**Your objective**
Reproduce the entries below word for word, beginning at their first line and continuing through the line containing "positive clicks: (1313, 535) (1138, 315)", including that line.

(Source data)

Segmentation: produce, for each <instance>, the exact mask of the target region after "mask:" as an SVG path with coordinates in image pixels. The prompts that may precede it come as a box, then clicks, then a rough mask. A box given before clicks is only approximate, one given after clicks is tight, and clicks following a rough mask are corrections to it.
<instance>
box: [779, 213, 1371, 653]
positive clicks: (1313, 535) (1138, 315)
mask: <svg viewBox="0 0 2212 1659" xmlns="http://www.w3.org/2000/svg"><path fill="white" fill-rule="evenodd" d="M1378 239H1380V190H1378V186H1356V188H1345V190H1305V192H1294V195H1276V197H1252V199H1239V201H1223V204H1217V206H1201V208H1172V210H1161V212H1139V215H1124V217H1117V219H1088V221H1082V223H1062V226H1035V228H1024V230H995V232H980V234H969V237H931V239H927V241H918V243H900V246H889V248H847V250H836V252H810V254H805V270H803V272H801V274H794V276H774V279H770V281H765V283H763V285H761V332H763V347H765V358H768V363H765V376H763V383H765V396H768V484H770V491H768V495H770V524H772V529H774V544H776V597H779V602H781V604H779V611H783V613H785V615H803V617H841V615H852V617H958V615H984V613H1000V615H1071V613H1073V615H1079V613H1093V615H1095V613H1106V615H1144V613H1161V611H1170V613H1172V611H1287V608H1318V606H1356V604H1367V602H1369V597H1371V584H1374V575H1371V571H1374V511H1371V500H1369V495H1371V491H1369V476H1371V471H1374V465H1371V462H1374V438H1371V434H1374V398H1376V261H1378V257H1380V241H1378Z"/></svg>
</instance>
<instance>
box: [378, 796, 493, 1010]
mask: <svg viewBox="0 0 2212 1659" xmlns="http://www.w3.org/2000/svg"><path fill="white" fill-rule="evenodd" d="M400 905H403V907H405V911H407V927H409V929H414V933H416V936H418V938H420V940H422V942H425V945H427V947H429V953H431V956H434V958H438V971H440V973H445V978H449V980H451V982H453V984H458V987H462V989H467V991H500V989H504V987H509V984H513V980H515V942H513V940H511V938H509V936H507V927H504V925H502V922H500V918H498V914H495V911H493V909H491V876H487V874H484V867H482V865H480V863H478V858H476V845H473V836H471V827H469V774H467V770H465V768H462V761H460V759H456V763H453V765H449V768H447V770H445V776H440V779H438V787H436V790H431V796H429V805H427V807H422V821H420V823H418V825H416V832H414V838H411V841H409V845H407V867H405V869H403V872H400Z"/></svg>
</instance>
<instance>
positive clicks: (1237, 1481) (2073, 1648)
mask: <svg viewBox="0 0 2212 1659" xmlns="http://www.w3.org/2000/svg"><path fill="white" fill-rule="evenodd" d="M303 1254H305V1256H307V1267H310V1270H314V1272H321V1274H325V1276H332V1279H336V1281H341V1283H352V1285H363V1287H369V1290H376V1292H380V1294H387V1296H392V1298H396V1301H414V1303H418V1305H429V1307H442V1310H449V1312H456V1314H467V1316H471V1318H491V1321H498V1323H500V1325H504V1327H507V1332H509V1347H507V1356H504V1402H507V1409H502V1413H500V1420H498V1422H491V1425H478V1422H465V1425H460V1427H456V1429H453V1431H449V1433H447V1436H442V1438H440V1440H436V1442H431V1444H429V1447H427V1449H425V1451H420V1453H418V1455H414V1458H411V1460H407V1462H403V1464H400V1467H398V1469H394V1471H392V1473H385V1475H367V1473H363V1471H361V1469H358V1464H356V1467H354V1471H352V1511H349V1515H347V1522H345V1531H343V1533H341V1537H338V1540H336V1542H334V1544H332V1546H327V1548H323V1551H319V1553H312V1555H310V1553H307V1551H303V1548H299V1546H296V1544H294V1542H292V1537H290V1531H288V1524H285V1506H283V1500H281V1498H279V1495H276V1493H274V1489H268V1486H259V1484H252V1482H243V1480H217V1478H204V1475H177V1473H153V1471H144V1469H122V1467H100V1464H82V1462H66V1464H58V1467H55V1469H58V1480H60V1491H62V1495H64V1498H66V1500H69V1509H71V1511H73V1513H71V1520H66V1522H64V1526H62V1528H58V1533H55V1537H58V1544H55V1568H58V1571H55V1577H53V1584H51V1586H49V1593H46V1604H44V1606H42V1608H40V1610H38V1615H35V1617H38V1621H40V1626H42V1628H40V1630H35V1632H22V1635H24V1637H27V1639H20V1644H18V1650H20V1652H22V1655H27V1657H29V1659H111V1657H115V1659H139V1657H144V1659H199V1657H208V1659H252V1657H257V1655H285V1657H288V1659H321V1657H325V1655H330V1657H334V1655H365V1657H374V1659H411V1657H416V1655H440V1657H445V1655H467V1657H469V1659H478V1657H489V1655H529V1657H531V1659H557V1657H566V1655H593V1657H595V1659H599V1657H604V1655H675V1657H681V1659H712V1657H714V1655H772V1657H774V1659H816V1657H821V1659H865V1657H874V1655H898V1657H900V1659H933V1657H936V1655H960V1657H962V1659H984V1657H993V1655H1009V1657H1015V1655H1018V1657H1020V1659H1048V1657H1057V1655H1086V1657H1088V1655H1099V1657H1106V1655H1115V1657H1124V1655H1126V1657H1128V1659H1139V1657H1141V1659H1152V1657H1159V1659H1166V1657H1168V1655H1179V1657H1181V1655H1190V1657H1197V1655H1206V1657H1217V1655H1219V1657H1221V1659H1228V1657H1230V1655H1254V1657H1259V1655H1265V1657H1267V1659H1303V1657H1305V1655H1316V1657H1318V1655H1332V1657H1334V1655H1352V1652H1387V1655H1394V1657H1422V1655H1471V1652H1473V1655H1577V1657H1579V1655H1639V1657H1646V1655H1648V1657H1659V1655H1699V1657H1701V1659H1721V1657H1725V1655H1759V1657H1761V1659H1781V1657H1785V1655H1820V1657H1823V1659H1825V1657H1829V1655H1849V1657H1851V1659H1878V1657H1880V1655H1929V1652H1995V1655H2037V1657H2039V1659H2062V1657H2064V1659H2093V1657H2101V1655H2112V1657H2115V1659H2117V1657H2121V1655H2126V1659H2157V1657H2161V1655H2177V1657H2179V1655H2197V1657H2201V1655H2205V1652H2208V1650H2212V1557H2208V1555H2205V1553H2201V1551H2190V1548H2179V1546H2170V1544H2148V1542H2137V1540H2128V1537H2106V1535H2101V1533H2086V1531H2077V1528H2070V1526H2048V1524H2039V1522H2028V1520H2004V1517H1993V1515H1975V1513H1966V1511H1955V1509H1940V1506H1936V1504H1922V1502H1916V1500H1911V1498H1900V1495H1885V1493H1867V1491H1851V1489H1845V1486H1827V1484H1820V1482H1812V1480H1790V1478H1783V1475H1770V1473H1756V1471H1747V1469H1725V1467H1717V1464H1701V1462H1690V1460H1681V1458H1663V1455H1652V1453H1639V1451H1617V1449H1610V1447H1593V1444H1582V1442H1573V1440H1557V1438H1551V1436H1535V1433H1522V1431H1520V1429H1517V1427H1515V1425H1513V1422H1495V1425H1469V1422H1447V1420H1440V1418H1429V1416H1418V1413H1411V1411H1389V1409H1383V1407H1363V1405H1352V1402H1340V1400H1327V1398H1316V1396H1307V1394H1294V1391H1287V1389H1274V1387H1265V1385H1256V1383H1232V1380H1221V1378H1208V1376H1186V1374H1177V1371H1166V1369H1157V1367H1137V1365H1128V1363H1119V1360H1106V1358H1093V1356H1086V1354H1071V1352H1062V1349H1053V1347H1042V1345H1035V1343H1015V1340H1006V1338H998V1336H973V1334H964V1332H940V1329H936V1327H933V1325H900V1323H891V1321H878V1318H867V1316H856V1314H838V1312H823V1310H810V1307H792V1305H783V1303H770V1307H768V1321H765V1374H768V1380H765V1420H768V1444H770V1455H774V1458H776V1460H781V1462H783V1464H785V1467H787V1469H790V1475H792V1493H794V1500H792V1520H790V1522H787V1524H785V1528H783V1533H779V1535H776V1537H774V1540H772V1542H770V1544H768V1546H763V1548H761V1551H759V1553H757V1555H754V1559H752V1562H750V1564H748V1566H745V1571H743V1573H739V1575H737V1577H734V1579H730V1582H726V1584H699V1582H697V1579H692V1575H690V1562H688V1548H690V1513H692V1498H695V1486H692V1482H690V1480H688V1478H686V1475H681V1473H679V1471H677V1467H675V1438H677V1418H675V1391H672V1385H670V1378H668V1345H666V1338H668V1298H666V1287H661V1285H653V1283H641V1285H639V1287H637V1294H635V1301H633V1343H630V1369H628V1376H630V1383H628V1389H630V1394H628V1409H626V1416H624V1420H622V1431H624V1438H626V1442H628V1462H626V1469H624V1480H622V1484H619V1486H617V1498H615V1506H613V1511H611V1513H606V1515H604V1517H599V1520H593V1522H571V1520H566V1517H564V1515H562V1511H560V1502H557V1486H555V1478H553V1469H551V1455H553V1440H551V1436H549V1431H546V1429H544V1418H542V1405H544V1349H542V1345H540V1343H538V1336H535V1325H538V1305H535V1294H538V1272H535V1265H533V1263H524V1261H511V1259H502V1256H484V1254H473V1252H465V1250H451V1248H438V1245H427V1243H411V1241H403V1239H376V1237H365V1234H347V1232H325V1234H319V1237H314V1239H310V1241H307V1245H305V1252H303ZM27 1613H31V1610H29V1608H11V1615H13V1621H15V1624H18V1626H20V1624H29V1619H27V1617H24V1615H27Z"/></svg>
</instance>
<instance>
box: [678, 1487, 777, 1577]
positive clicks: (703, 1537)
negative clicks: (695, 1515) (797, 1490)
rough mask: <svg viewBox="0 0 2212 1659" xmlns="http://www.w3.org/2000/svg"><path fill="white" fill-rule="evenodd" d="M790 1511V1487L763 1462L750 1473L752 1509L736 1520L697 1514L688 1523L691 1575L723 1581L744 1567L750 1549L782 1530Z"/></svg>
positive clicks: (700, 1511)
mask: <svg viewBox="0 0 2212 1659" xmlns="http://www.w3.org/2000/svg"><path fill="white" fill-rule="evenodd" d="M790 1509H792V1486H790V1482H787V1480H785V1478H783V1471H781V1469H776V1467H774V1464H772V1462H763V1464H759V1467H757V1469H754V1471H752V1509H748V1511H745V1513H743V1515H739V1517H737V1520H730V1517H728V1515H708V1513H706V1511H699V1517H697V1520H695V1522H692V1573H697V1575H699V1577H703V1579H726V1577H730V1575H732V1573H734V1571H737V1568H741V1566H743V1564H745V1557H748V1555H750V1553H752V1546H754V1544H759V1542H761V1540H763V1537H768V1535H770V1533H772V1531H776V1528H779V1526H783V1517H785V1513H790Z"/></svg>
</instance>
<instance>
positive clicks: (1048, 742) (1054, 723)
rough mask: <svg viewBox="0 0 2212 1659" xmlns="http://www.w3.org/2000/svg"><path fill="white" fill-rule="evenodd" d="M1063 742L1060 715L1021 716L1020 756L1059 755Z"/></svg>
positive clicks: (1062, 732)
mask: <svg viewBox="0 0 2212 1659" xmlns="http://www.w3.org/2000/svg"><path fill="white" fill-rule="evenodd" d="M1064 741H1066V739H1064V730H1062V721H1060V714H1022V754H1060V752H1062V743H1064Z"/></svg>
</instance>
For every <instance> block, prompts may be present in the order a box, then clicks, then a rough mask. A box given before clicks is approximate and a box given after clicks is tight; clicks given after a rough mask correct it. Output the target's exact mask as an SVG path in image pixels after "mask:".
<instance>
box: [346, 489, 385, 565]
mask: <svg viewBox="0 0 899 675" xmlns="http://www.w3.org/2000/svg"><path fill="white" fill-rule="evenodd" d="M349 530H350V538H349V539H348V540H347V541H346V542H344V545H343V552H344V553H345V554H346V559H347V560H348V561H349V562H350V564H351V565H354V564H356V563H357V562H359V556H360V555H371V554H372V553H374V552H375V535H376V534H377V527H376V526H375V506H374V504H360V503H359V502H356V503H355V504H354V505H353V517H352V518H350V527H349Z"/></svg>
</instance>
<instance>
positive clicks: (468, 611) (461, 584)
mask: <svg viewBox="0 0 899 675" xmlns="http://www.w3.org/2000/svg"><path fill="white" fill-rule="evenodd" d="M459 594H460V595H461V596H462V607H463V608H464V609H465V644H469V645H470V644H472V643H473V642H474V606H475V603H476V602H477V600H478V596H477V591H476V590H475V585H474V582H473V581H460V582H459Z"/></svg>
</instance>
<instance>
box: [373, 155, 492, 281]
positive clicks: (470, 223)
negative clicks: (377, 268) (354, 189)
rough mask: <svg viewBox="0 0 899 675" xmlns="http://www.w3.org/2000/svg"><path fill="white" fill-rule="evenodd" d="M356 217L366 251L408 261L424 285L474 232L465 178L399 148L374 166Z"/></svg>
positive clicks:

**Output**
Segmentation: produce, for each <instance>, the exact mask of the target region after "mask:" as an SVG path with coordinates in image pixels. The prompts that may precede it come as a box, then clicks, then a rough mask. A box given before clicks is only approximate, one given after clicks is tight, and clicks following a rough mask are corrections to it.
<instance>
box: [779, 213, 1371, 653]
positive clicks: (1313, 535) (1138, 315)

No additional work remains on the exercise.